■ Work required ■
Put these lines into a numbered list, leaving out any blank lines.

■ Material for the task ■

····················

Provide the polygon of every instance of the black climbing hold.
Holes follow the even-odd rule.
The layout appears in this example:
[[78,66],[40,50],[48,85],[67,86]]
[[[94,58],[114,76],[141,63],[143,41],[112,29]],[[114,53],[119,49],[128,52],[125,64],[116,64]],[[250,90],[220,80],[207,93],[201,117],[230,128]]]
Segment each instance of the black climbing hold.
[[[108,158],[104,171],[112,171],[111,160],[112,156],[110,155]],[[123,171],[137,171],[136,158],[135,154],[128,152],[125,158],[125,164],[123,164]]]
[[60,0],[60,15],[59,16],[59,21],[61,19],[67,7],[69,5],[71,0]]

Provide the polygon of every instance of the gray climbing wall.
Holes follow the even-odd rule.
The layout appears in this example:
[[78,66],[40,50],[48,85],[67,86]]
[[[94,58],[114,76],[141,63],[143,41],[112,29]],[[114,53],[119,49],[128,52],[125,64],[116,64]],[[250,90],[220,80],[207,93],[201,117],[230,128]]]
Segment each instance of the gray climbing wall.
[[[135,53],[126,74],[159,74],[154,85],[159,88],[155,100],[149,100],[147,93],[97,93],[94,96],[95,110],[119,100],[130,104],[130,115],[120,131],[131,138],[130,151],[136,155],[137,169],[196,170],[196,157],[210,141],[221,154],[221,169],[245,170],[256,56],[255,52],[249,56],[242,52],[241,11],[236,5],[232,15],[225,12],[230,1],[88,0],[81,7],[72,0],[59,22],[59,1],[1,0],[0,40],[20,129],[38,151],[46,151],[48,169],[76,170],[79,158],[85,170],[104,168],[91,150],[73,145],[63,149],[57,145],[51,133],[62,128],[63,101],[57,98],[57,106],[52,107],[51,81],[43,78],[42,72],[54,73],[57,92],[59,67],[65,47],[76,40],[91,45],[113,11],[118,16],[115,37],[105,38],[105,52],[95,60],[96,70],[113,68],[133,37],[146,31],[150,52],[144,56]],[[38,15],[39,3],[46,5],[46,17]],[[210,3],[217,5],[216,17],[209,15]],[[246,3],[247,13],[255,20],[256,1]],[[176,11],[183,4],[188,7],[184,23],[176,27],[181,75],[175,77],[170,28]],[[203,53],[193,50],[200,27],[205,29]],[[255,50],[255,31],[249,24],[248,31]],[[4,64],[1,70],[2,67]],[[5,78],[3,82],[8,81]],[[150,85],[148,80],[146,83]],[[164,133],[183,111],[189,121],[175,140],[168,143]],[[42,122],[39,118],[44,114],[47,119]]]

····················

■ Expected answer ■
1. Provide the polygon of every instance of the black climbing hold.
2. Holes follow the even-odd rule.
3. The layout appears in this example:
4. [[78,66],[40,50],[48,85],[67,86]]
5. [[[94,58],[114,76],[141,63],[143,41],[112,29]],[[114,53],[119,49],[128,52],[125,64],[116,64]],[[250,90],[220,80],[207,93],[201,117],[230,128]]]
6. Segment each instance of the black climbing hold.
7. [[[108,158],[104,171],[112,171],[111,160],[112,156],[110,155]],[[123,171],[137,171],[136,158],[135,154],[128,152],[125,158],[125,164],[123,164]]]
8. [[60,0],[60,15],[59,16],[59,21],[61,19],[67,7],[69,5],[71,0]]
9. Provide the polygon of every instance of the gray climbing wall.
10. Holes follow the even-odd rule.
11. The layout appears in this example:
12. [[78,66],[40,50],[48,85],[67,86]]
13. [[[94,58],[114,76],[141,63],[143,41],[112,29]],[[114,53],[119,49],[128,52],[125,64],[116,64]],[[250,90],[220,80],[207,93],[201,117],[230,128]]]
14. Segment each instance of the gray climbing wall.
15. [[[135,53],[126,74],[159,74],[154,85],[159,88],[155,100],[149,100],[147,93],[97,93],[94,96],[95,110],[119,100],[130,104],[130,115],[120,131],[131,138],[130,151],[136,155],[137,169],[196,170],[196,157],[210,141],[221,154],[221,169],[245,170],[256,56],[255,52],[249,56],[242,52],[241,11],[236,5],[232,15],[225,12],[230,1],[88,0],[81,7],[72,0],[59,22],[59,1],[1,0],[0,40],[20,129],[38,151],[46,151],[48,169],[76,170],[79,158],[85,170],[104,168],[91,150],[73,145],[63,149],[57,145],[51,133],[62,128],[63,101],[57,98],[57,106],[52,107],[51,81],[43,78],[42,72],[54,73],[57,92],[59,67],[65,47],[76,40],[91,45],[113,11],[118,16],[115,37],[105,38],[105,52],[95,60],[96,70],[113,68],[133,37],[146,31],[150,52],[144,56]],[[38,15],[39,3],[46,5],[46,17]],[[210,3],[217,5],[216,17],[209,15]],[[246,3],[247,13],[255,20],[256,1]],[[176,11],[183,4],[188,7],[184,23],[176,27],[181,75],[175,77],[170,28]],[[203,53],[193,50],[200,27],[205,29]],[[255,50],[255,31],[249,24],[248,31]],[[4,64],[1,70],[2,67]],[[5,78],[3,82],[8,81]],[[150,85],[148,80],[146,83]],[[164,133],[183,111],[189,121],[175,140],[168,143]],[[42,122],[39,118],[44,114],[47,119]]]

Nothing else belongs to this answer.